#### Task instructions:
a) For each statement, state yes or no according to the passage about Sir Terence English, and quote the words from it that decide the answer: (i) Sir Terence carried out the UK's first successful heart transplant in 1979; (ii) last September's debate took place in Charlbury; (iii) under physician-assisted dying as he describes it, the prescribing doctor must be present at the death.
b) Summarize the passage about Sir Terence English in two sentences.
c) Write the next part of the passage about Sir Terence English, continuing from its final sentence.

#### Source document:
Oxfordshire resident Sir Terence English, the former president of the British Medical Association and the Royal College of Surgeons, will host a talk on the issue in Charlbury on Thursday.
Sir Terence, who conducted the UK’s first successful heart transplant in 1979, said he is pushing for the practice to be made legal.
Last September he debated the issue with the former Bishop of Oxford, Lord Harries of Pentregarth, Baroness Finlay of Llandaff and Baroness Mary Warnock at the Sheldonian Theatre in Oxford.
The 80-year-old Iffley resident said: “As a cardiac surgeon I was inevitably confronted with the death of some of my patients.
“And what I came to appreciate was that many of these more seriously ill patients accepted the risk of an operation because they placed greater value on the chance of improving the quality of their life than on its extension.
“I have sympathy for this and believe this might also be true for some of us if we approached the difficult end of a terminal illness.
“Physician-assisted dying applies only to terminally ill, mentally competent adults and allows the patient – after meeting strict legal safeguards – to have the option of self-administering life-ending medication prescribed by a doctor who may or may not be present at the death.”

Point-per-instance localization records
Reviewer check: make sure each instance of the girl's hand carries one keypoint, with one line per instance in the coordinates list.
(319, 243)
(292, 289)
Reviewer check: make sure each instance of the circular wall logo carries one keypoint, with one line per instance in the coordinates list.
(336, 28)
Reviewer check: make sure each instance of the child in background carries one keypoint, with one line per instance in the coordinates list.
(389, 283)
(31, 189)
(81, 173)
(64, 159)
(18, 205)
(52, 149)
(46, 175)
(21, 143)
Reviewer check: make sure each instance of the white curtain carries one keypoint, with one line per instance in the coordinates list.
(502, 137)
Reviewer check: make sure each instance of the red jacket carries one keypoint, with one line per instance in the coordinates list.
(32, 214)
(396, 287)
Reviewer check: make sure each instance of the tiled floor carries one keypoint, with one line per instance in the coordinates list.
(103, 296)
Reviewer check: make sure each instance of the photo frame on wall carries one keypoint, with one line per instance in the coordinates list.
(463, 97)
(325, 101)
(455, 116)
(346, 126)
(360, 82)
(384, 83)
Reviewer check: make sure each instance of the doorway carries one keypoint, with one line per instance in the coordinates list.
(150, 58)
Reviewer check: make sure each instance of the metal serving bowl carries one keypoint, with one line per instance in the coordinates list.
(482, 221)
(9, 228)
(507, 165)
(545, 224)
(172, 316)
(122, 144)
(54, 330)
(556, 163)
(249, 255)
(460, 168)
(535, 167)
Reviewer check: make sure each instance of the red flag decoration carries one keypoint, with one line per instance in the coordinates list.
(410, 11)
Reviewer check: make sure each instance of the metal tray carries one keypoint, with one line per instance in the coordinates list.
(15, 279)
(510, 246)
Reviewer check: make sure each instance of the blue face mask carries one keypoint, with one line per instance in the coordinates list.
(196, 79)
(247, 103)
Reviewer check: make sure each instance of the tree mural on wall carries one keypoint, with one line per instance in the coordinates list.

#### Answers by task:
a)
(i) Yes: "who conducted the UK’s first successful heart transplant in 1979"
(ii) No: "at the Sheldonian Theatre in Oxford"
(iii) No: "prescribed by a doctor who may or may not be present at the death"

b) Sir Terence English, a former president of the British Medical Association and the Royal College of Surgeons who conducted the UK's first successful heart transplant in 1979, will host a talk in Charlbury on Thursday and is pushing for physician-assisted dying to be made legal. Drawing on his work as a cardiac surgeon, he said that many seriously ill patients valued improving the quality of their life over extending it, and he described the practice as limited to terminally ill, mentally competent adults who, after meeting strict legal safeguards, may self-administer life-ending medication prescribed by a doctor.

c)
Some campaigners feel the law should not change.
Andrew Smith, Labour MP for Oxford East, has argued in the past that most doctors did not want to see the law changed.
Paul Scarrott, 42, of Greater Leys, has learning disabilities and spends much of his time caring for his disabled wife.
He said: “I can see why there is a lot of red tape around it, but for normal people to make a decision when they haven’t seen their loved ones in pain is wrong. It should be the choice of the family first, and then the advice of the medical practitioners.”
Philip Randall, of Dibleys, near Didcot, said living among a community of older people often meant watching some die in pain.
Mr Randall, 91, said: “I had no say in arriving on this earth and think I should have a say on whether I depart.”
The meeting has been arranged by local members of Dignity in Dying, and will take place at 8pm at Friends Meeting House, Charlbury, in Market Street.